* [How to complete this task]:
Line by line, return the data exactly as shown.

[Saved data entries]
▼

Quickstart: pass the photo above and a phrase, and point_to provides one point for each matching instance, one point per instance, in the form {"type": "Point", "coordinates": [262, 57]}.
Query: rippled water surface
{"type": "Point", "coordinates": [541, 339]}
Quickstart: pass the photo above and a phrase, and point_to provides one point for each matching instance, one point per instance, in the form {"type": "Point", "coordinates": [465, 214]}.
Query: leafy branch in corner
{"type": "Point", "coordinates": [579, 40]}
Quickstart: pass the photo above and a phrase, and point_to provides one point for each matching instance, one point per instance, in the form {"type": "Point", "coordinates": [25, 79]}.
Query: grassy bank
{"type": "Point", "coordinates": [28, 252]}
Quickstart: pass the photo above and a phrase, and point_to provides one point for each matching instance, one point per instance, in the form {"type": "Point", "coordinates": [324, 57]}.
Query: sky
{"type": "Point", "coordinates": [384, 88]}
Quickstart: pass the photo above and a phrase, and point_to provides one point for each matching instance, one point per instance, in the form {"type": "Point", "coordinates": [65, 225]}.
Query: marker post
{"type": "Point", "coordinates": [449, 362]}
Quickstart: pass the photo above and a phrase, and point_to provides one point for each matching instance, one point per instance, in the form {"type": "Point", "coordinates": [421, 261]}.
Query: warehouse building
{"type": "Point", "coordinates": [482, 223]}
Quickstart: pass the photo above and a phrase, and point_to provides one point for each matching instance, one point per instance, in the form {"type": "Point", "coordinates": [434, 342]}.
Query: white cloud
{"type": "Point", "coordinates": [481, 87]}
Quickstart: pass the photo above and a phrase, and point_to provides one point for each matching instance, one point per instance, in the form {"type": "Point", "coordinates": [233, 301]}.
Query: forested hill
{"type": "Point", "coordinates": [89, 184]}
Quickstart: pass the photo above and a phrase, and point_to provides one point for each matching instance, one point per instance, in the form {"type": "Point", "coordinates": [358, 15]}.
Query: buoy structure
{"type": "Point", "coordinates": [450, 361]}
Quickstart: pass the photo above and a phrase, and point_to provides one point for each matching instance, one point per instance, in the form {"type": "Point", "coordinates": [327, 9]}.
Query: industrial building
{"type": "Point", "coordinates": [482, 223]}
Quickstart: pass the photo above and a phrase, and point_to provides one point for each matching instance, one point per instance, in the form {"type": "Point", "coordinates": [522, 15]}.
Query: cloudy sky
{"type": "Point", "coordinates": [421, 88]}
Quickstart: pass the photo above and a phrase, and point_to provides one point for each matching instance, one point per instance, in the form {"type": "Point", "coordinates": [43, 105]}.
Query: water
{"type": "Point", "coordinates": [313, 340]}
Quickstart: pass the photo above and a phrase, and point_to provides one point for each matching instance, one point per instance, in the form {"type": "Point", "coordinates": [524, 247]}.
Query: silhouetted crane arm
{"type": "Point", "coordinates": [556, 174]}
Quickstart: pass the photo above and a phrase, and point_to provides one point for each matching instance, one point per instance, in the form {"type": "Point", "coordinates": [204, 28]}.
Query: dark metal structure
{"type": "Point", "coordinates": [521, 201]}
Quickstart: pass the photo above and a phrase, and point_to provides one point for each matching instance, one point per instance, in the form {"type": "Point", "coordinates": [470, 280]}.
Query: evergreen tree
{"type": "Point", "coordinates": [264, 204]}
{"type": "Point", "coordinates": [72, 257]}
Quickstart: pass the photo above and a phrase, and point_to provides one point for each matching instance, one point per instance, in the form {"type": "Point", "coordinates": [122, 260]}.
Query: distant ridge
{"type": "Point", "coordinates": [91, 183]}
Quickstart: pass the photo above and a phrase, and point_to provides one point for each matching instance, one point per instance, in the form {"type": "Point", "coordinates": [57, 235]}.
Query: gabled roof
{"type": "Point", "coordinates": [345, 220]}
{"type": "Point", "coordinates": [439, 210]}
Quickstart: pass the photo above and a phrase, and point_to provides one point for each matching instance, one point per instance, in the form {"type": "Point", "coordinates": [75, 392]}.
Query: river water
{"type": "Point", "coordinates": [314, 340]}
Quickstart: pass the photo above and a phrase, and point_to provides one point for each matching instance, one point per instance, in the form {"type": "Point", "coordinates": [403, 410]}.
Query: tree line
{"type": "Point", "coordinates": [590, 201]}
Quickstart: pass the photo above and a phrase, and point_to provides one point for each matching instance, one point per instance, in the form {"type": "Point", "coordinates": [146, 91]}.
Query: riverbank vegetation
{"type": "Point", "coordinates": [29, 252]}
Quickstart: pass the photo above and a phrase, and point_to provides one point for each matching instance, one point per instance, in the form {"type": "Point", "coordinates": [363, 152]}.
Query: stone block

▲

* [Expected answer]:
Quickstart: pass the photo above and a phrase, and point_to provides one point for each matching instance, one point per instance, in the form {"type": "Point", "coordinates": [262, 57]}.
Query: rippled water surface
{"type": "Point", "coordinates": [541, 339]}
Quickstart: pass the photo above and a phrase, and point_to provides one point for each matching instance, one point per instance, in the form {"type": "Point", "coordinates": [465, 214]}.
Query: leafy branch in corner
{"type": "Point", "coordinates": [579, 40]}
Quickstart: pass the photo above and a phrase, and point_to provides one point for each matching instance, one point per instance, in the form {"type": "Point", "coordinates": [25, 79]}.
Query: grassy bank
{"type": "Point", "coordinates": [28, 252]}
Quickstart: pass the photo above and a phrase, and point_to provides one point for each matching instance, one point per instance, in the form {"type": "Point", "coordinates": [324, 57]}.
Query: sky
{"type": "Point", "coordinates": [384, 88]}
Quickstart: pass the photo above and a phrase, and point_to provides one point for each matching instance, one point per instance, in the form {"type": "Point", "coordinates": [65, 225]}.
Query: marker post
{"type": "Point", "coordinates": [449, 362]}
Quickstart: pass the photo above and a phrase, and point_to provides one point for each matching instance, one point per instance, in the form {"type": "Point", "coordinates": [421, 261]}.
Query: warehouse building
{"type": "Point", "coordinates": [482, 223]}
Quickstart: pass the photo above and a phrase, and point_to provides one point for each matching instance, one point per instance, in the form {"type": "Point", "coordinates": [434, 342]}.
Query: white cloud
{"type": "Point", "coordinates": [481, 87]}
Quickstart: pass the photo above and a phrase, and point_to provides one point for each matching instance, one point per instance, in the form {"type": "Point", "coordinates": [233, 301]}.
Query: forested hill
{"type": "Point", "coordinates": [89, 184]}
Quickstart: pass the photo above and a phrase, and point_to provides one point for each matching instance, one point per instance, in the form {"type": "Point", "coordinates": [358, 15]}.
Query: buoy structure
{"type": "Point", "coordinates": [450, 361]}
Quickstart: pass the photo above and a phrase, and point_to provides one point for each matching instance, one point per instance, in the form {"type": "Point", "coordinates": [327, 9]}.
Query: industrial building
{"type": "Point", "coordinates": [482, 223]}
Quickstart: pass the photo above and a phrase, and point_to provides one point for each matching instance, one point per instance, in the form {"type": "Point", "coordinates": [522, 15]}.
Query: cloudy sky
{"type": "Point", "coordinates": [421, 88]}
Quickstart: pass the photo above and a phrase, and point_to provides one point for each matching instance, one point per instance, in the form {"type": "Point", "coordinates": [43, 105]}.
Query: water
{"type": "Point", "coordinates": [313, 340]}
Quickstart: pass the photo above and a phrase, and point_to provides one point for each matching instance, one point per instance, in the form {"type": "Point", "coordinates": [524, 247]}.
Query: silhouetted crane arm
{"type": "Point", "coordinates": [556, 174]}
Quickstart: pass the photo above and a phrase, and point_to provides one point for each matching instance, one point per instance, in the form {"type": "Point", "coordinates": [204, 28]}.
Query: dark metal structure
{"type": "Point", "coordinates": [521, 201]}
Quickstart: pass the photo above and a phrase, and point_to provides one point for each matching instance, one point per instance, in the form {"type": "Point", "coordinates": [470, 280]}.
Query: evergreen tree
{"type": "Point", "coordinates": [264, 204]}
{"type": "Point", "coordinates": [72, 257]}
Quickstart: pass the photo above and a phrase, and point_to provides one point for each matching instance, one point per instance, in the form {"type": "Point", "coordinates": [122, 260]}.
Query: distant ridge
{"type": "Point", "coordinates": [91, 183]}
Quickstart: pass the photo above and a phrase, and point_to provides one point for each matching instance, one point per instance, in the form {"type": "Point", "coordinates": [57, 235]}.
Query: gabled roof
{"type": "Point", "coordinates": [345, 220]}
{"type": "Point", "coordinates": [439, 210]}
Quickstart: pass the photo above and a phrase, and point_to provides one point for each matching instance, one point per instance, in the form {"type": "Point", "coordinates": [75, 392]}.
Query: river water
{"type": "Point", "coordinates": [314, 340]}
Quickstart: pass the photo above and a phrase, and point_to provides one point for each matching instance, one point per instance, in the form {"type": "Point", "coordinates": [403, 410]}.
Query: tree line
{"type": "Point", "coordinates": [590, 201]}
Quickstart: pass the photo above and a phrase, and point_to provides one point for each matching instance, one point per instance, in the form {"type": "Point", "coordinates": [146, 91]}.
Query: riverbank vegetation
{"type": "Point", "coordinates": [29, 252]}
Quickstart: pass the photo above and a phrase, and point_to provides one point for each matching instance, one point per instance, in the form {"type": "Point", "coordinates": [363, 152]}.
Query: stone block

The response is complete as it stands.